▶ DIRECTIVE
Copy each of the following items word for word, line by line.

▶ GIVEN RECORDS
(begin)
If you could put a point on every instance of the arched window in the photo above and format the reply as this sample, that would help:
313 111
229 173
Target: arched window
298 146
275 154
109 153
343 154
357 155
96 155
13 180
(end)
▶ WORKED SOLUTION
If you could put a point on every instance of the arched window in the photo above and format the reply as this sample, that would help:
313 111
229 173
Target: arched window
298 146
275 154
109 153
343 154
357 155
96 155
13 180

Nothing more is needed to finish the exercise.